### AIM OF THE EXERCISE
Only what runs from the line with "of the ornate" to the final line of the records below should be given again, word for word.

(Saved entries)
###

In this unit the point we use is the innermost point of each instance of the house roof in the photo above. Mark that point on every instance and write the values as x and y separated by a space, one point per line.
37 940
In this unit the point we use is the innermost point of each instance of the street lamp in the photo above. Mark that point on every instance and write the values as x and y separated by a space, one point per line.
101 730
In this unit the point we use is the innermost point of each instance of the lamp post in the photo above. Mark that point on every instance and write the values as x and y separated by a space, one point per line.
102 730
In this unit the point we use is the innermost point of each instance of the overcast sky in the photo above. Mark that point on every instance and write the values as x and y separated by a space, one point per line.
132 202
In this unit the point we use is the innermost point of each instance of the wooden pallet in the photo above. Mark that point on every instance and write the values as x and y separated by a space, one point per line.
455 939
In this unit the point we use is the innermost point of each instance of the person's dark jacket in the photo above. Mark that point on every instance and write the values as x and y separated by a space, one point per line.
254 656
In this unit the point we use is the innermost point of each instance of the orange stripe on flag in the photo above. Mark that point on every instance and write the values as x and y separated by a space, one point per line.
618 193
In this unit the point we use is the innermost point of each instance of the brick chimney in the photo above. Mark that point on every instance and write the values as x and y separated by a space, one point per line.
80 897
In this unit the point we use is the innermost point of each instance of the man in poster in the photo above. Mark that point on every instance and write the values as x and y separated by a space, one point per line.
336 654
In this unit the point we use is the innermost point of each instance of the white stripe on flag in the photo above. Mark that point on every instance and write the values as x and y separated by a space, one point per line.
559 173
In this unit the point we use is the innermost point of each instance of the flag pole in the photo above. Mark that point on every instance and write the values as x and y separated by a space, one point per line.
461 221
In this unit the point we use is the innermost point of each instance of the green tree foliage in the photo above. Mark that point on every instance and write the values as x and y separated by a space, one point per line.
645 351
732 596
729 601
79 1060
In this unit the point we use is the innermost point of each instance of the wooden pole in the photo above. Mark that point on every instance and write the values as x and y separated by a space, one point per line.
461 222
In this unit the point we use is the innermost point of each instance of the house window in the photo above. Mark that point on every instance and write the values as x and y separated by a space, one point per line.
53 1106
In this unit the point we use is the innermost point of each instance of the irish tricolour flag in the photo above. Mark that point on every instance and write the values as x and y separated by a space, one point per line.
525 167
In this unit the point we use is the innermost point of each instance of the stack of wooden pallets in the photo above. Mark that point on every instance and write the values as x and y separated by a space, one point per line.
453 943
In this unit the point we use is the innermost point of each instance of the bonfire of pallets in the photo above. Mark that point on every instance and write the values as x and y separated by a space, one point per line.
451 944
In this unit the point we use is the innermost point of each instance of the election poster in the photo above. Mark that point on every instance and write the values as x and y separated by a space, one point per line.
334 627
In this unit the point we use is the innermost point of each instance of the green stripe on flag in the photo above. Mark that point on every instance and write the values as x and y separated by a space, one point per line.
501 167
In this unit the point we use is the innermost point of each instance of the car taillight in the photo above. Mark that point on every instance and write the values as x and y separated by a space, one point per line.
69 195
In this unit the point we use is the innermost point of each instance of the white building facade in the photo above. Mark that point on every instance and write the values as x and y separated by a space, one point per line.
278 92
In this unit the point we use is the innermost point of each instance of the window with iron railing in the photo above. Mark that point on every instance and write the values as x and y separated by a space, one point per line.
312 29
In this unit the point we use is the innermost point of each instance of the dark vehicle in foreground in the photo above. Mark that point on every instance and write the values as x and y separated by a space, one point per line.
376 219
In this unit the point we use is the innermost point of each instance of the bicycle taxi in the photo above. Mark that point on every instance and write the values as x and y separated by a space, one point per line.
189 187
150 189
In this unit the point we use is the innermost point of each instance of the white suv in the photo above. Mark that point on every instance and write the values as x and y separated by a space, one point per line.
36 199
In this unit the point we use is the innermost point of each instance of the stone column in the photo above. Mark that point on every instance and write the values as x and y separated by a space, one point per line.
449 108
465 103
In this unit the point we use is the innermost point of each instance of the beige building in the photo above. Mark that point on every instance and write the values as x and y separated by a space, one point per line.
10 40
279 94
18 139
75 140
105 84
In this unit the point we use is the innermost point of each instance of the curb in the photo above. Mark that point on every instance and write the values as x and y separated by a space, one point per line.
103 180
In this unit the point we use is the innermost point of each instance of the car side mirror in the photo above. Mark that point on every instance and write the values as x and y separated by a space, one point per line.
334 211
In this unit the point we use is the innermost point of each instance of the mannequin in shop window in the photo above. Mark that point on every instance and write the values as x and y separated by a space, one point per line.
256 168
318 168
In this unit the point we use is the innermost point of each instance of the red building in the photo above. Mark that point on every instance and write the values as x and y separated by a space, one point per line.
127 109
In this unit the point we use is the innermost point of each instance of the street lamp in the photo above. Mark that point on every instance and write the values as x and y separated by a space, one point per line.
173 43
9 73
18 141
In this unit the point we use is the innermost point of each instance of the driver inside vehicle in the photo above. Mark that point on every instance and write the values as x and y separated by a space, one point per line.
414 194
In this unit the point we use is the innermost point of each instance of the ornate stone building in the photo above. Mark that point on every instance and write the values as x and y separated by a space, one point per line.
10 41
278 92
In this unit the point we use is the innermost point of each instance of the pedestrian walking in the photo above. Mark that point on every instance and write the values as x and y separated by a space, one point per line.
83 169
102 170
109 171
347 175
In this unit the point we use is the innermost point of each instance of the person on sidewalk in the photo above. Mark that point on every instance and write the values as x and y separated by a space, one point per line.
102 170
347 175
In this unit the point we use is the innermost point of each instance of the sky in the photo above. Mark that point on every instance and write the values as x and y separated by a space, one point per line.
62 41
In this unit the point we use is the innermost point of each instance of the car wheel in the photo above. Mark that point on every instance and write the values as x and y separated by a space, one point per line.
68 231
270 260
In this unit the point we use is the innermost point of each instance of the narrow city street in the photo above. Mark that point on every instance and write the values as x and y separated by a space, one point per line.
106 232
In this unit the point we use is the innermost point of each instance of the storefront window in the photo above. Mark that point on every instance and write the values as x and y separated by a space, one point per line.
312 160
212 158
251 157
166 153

###

### TASK RESULT
In this unit the point we use is the innermost point of each instance of the ornate stone building in the photo above. Mark that point on every instance and write the values as x and y separated by a space, one point per line.
10 41
278 92
In this unit the point we use is the innermost point of each instance of the pedestrian walking in the photo above. Mark that point on every instance and write the values as x and y separated by a space, one point per line.
83 169
102 170
109 171
347 175
In this unit the point we use is the innermost point of each instance of the person on sidewalk in the photo above. Mark that point on every instance and write the values as x and y separated by a space, one point per line.
102 170
347 175
In this unit the point we use is the innermost point of each instance of the sky in the photo above. Mark that point on every instance and write the values as x and y separated by a space, one point per line.
62 41
In this unit the point we use is the innermost point of each instance of the car wheel in the photo above. Mark that point on every instance and write the values as x and y separated by a space, one point per line.
68 231
270 260
In this unit the point we use is the innermost point of each instance of the narrow city street in the photo above. Mark that point on every instance and write the values as x and y separated by a space, one point per line.
106 232
In this unit the point we use is the innermost point of each instance of the storefront window in the photo above. Mark that point on every instance and write the values as x and y separated by a space, one point per line.
312 160
212 158
251 157
166 153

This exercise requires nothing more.